Detection examples:
□ □ □ □

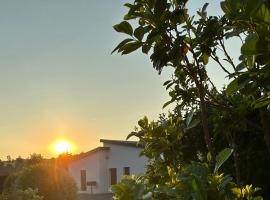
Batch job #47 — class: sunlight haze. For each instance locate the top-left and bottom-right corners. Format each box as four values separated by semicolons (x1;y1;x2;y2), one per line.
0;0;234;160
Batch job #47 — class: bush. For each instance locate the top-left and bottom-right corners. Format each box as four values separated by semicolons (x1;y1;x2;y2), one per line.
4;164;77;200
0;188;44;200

□ □ □ □

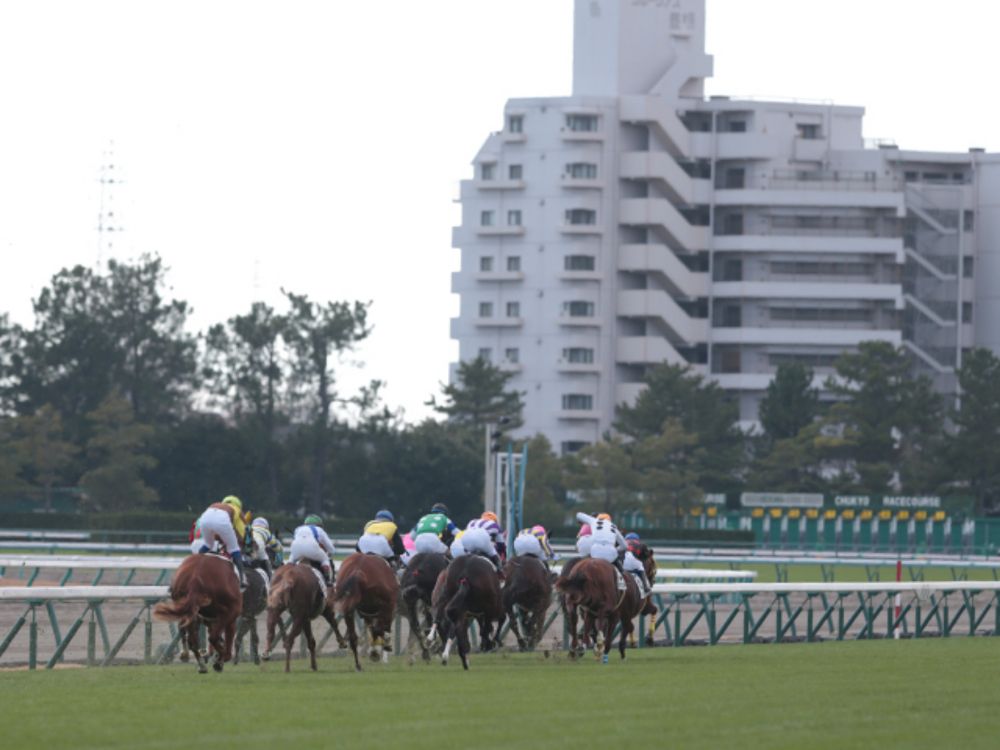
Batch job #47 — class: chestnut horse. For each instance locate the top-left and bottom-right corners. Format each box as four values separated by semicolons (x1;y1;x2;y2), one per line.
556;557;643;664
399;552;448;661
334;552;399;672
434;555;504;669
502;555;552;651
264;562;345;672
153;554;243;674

□ □ □ □

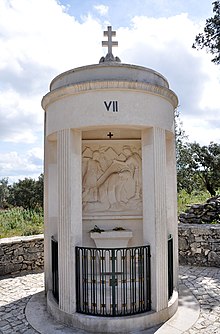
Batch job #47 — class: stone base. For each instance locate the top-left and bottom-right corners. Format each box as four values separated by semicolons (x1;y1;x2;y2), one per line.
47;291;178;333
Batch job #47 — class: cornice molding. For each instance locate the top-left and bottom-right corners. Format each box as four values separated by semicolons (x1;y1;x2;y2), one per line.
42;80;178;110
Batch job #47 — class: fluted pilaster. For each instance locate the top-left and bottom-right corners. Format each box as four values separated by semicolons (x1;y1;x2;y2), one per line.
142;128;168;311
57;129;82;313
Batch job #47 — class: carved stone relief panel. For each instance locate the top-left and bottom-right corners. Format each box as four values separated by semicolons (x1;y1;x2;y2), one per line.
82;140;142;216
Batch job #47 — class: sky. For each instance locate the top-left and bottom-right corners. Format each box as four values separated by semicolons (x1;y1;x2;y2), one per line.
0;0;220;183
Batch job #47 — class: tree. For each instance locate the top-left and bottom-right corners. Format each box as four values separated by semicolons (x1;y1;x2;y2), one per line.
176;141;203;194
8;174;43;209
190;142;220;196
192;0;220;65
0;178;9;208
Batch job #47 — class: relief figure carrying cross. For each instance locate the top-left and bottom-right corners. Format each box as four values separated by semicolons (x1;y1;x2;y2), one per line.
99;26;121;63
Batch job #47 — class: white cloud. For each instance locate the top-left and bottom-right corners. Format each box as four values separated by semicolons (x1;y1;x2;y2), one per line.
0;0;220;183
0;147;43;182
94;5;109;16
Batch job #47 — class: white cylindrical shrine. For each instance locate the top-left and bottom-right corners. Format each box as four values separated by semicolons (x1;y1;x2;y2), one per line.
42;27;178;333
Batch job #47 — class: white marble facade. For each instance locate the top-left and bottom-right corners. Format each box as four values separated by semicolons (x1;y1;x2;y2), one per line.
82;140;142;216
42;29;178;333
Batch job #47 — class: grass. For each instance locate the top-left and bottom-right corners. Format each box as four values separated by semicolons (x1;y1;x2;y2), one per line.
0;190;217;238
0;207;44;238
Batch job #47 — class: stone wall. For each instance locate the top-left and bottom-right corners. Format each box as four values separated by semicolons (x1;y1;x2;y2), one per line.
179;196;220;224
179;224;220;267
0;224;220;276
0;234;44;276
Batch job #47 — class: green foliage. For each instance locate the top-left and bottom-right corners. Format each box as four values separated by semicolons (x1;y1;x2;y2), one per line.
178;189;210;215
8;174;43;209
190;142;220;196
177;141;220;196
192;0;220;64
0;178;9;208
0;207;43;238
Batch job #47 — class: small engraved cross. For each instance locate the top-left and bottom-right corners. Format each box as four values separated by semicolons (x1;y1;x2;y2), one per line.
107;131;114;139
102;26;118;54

□ □ □ □

Description of the task: Write out the items again from the line containing "Batch job #47 — class: bush." down to the line containing "0;188;44;200", changing "bush" to "shrub" and leaving everything else the same.

Written answer:
Batch job #47 — class: shrub. For each instance locate the top-left and bottom-right corners. Format each box as four values separated by semicolons (x1;y1;x2;y2), one per line.
4;164;77;200
0;188;44;200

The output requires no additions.